▸ DIRECTION 1
According to the text on international criminal law, what are the core crimes under international law?
▸ DIRECTION 2
Can you turn the paragraph of the international criminal law text that begins "Some precedents in international criminal law" into a short bulleted list that keeps its main facts?

▸ TEXT PROVIDED
§ §

International criminal law (ICL) is a body of public international law designed to prohibit certain categories of conduct commonly viewed as serious atrocities and to make perpetrators of such conduct criminally accountable for their perpetration. The core crimes under international law are genocide, war crimes, crimes against humanity, and the crime of aggression.

Classical international law governs the relationships, rights, and responsibilities of states. After World War II, the Charter of the International Military Tribunal and the following Nuremberg trial revolutionized international law by applying its prohibitions directly to individuals, in this case the defeated leaders of Nazi Germany, thus inventing international criminal law. After being dormant for decades, international criminal law was revived in the 1990s to address the war crimes in the Yugoslav Wars and the Rwandan genocide, leading to the establishment of a permanent International Criminal Court in 2001.

Background

International criminal law is best understood as an attempt by the international community to address the most grievous atrocities. It has not been an ideal instrument to make the fine and nuanced distinctions typical of national law, for these shift focus from those large scale atrocities that "shock the conscience" with which it is concerned. This creates significant differences of analysis between the legal systems, notably for the concept of legal intent.

History 

Some precedents in international criminal law can be found in the time before World War I. However, it was only after the war that a truly international crime tribunal was envisaged to try perpetrators of crimes committed in this period. Thus, the Treaty of Versailles stated that an international tribunal was to be set up to try Wilhelm II of the German Empire. In the event, however, the Kaiser was granted asylum in the Netherlands. After World War II, the Allied powers set up an international tribunal to try not only war crimes, but crimes against humanity committed by Nazi Germany and Imperial Japan. The Nuremberg Tribunal held its first session in 1945 and pronounced judgments on 30 September / 1 October 1946. A similar tribunal was established for Japanese war crimes (the International Military Tribunal for the Far East). It operated from 1946 to 1948.

After the beginning of the war in Bosnia, the United Nations Security Council established the International Criminal Tribunal for the Former Yugoslavia (ICTY) in 1993 and, after the genocide in Rwanda, the International Criminal Tribunal for Rwanda in 1994. The International Law Commission had commenced preparatory work for the establishment of a permanent International Criminal Court in 1993; in 1998, at a diplomatic conference in Rome, the Rome Statute establishing the ICC was signed. The ICC issued its first arrest warrants in 2005.

Sources of international criminal law

International criminal law is a subset of international law. As such, its sources are those that comprise international law. The classical enumeration of those sources is in Article 38(1) of the 1946 Statute of the International Court of Justice and comprise: treaties, customary international law, general principles of law (and as a subsidiary measure judicial decisions and the most highly qualified juristic writings). The Rome Statute governing the International Criminal Court contains an analogous, though not identical, set of sources that the court may rely on.

§ §

▸ RECORDED INFORMATION

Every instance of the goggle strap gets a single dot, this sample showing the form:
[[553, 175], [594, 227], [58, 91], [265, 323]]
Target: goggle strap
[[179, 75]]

§ §

▸ FULL RESPONSE 1
Genocide, war crimes, crimes against humanity, and the crime of aggression.

▸ FULL RESPONSE 2
- Some precedents existed before World War I, but a truly international tribunal was first envisaged after that war to try crimes committed in that period.
- The Treaty of Versailles called for an international tribunal to try Wilhelm II of the German Empire, but he was granted asylum in the Netherlands.
- After World War II, the Allied powers set up an international tribunal to try war crimes and crimes against humanity committed by Nazi Germany and Imperial Japan.
- The Nuremberg Tribunal first sat in 1945 and pronounced judgments on 30 September / 1 October 1946.
- A similar tribunal for Japanese war crimes, the International Military Tribunal for the Far East, operated from 1946 to 1948.